Action item:
Return every record exactly as written.

Source data:

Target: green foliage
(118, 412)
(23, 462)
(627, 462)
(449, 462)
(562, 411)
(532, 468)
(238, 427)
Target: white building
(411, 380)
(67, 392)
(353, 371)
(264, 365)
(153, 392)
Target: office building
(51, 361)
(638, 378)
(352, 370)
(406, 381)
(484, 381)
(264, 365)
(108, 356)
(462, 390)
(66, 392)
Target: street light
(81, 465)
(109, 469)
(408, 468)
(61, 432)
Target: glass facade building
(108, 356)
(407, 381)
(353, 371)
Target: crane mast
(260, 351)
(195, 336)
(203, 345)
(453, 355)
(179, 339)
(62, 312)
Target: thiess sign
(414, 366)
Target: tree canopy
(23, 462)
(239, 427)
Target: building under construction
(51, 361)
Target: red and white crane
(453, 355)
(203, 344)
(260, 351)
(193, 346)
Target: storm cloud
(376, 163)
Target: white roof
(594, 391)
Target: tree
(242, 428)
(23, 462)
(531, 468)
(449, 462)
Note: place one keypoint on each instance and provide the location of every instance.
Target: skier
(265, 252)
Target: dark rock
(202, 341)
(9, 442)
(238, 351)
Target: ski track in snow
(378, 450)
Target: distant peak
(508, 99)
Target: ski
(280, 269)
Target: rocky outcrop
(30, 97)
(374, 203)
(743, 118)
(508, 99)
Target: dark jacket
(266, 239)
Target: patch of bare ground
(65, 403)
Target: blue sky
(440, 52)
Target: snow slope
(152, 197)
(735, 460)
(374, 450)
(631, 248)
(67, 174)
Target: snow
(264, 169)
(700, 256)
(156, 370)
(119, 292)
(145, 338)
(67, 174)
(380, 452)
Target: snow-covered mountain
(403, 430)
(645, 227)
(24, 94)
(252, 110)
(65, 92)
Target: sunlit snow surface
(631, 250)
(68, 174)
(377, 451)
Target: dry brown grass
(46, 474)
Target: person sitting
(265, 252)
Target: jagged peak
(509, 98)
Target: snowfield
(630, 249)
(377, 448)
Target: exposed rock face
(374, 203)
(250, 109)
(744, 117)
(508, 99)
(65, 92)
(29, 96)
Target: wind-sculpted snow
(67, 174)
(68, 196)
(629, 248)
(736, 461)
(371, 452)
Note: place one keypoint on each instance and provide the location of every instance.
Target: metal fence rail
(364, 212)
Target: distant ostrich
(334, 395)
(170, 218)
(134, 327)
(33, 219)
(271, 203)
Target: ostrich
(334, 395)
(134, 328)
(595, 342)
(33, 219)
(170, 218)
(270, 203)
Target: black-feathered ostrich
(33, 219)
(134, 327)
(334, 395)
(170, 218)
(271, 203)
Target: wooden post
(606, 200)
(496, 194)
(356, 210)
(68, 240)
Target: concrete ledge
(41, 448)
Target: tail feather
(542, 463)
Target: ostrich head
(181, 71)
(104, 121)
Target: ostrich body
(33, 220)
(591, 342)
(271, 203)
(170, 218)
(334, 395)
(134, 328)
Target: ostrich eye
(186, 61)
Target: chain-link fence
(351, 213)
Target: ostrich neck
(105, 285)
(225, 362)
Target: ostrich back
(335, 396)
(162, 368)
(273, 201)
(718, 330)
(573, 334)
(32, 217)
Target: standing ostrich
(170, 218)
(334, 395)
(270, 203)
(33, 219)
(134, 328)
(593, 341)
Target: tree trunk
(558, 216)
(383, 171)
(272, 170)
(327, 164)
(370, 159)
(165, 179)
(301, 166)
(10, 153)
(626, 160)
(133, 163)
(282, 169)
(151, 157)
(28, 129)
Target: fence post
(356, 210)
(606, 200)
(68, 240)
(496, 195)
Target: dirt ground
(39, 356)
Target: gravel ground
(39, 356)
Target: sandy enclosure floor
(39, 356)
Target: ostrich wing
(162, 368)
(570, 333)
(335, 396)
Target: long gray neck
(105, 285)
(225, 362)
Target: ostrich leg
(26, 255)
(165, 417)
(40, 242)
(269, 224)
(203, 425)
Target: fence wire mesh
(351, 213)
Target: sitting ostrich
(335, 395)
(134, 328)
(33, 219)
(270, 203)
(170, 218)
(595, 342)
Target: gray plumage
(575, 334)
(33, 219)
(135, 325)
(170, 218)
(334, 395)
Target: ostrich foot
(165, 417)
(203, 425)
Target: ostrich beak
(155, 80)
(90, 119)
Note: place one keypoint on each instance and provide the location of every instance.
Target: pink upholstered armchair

Problem solution:
Target: green foliage
(118, 412)
(23, 462)
(627, 462)
(449, 462)
(562, 411)
(532, 468)
(238, 427)
Target: white building
(411, 380)
(67, 392)
(353, 371)
(264, 365)
(153, 392)
Target: office building
(51, 361)
(638, 378)
(352, 370)
(406, 381)
(484, 381)
(264, 365)
(108, 356)
(462, 390)
(66, 392)
Target: street light
(81, 465)
(109, 469)
(408, 468)
(61, 432)
Target: glass facade building
(108, 356)
(407, 381)
(353, 371)
Target: crane mast
(260, 351)
(195, 336)
(203, 345)
(453, 355)
(179, 339)
(62, 312)
Target: thiess sign
(414, 366)
Target: tree canopy
(23, 462)
(239, 427)
Target: building under construction
(51, 361)
Target: red and white crane
(453, 355)
(203, 344)
(260, 351)
(193, 346)
Target: storm cloud
(376, 163)
Target: white roof
(594, 391)
Target: tree
(242, 428)
(23, 462)
(531, 468)
(449, 462)
Note: place one keypoint on each instance and provide the location of every instance.
Target: skier
(265, 252)
Target: dark rock
(202, 341)
(9, 442)
(238, 351)
Target: ski track in snow
(378, 450)
Target: distant peak
(508, 99)
Target: ski
(280, 269)
Target: rocky outcrop
(30, 97)
(374, 203)
(743, 118)
(508, 99)
Target: dark jacket
(266, 239)
Target: patch of bare ground
(65, 403)
Target: blue sky
(440, 52)
Target: snow slope
(152, 197)
(735, 460)
(374, 450)
(631, 248)
(67, 174)
Target: snow
(264, 169)
(700, 256)
(156, 370)
(119, 292)
(145, 338)
(67, 174)
(380, 452)
Target: snow-covered mountain
(403, 430)
(645, 227)
(24, 94)
(252, 110)
(65, 92)
Target: sunlit snow surface
(631, 250)
(68, 174)
(377, 451)
Target: dry brown grass
(46, 474)
Target: person sitting
(265, 252)
Target: jagged peak
(509, 98)
Target: snowfield
(630, 249)
(377, 448)
Target: exposed rock face
(374, 203)
(250, 109)
(744, 117)
(508, 99)
(65, 92)
(29, 96)
Target: wind-sculpted snow
(67, 174)
(68, 196)
(629, 248)
(736, 461)
(371, 452)
Note: place one keypoint on each instance and provide the location of every instance.
Target: metal fence rail
(364, 212)
Target: distant ostrich
(334, 395)
(170, 218)
(134, 327)
(33, 219)
(271, 203)
Target: ostrich
(334, 395)
(134, 328)
(595, 342)
(33, 219)
(170, 218)
(270, 203)
Target: black-feathered ostrich
(33, 219)
(134, 327)
(334, 395)
(170, 218)
(271, 203)
Target: wooden post
(606, 200)
(496, 194)
(356, 210)
(68, 240)
Target: concrete ledge
(41, 448)
Target: tail feather
(542, 463)
Target: ostrich head
(181, 71)
(104, 121)
Target: ostrich body
(33, 220)
(591, 342)
(271, 203)
(170, 218)
(334, 395)
(134, 328)
Target: ostrich eye
(186, 61)
Target: chain-link fence
(351, 213)
Target: ostrich neck
(105, 285)
(225, 362)
Target: ostrich back
(335, 396)
(162, 368)
(273, 201)
(718, 330)
(573, 334)
(32, 217)
Target: standing ostrich
(170, 218)
(334, 395)
(270, 203)
(33, 219)
(134, 328)
(593, 341)
Target: tree trunk
(558, 216)
(383, 171)
(272, 170)
(327, 164)
(370, 159)
(165, 179)
(301, 166)
(10, 153)
(626, 160)
(133, 163)
(282, 169)
(151, 157)
(28, 129)
Target: fence post
(356, 210)
(606, 200)
(68, 240)
(496, 195)
Target: dirt ground
(39, 356)
Target: gravel ground
(39, 356)
Target: sandy enclosure floor
(39, 356)
Target: ostrich wing
(162, 368)
(570, 333)
(335, 396)
Target: long gray neck
(105, 285)
(225, 362)
Target: ostrich leg
(26, 255)
(165, 417)
(40, 242)
(269, 224)
(203, 425)
Target: fence wire mesh
(351, 213)
Target: sitting ostrich
(335, 395)
(134, 328)
(33, 219)
(270, 203)
(170, 218)
(595, 342)
Target: gray plumage
(575, 334)
(33, 219)
(135, 325)
(170, 218)
(334, 395)
Target: ostrich foot
(165, 417)
(203, 425)
Target: ostrich beak
(155, 80)
(90, 119)
Note: place one keypoint on each instance and provide the location of every instance.
Target: pink upholstered armchair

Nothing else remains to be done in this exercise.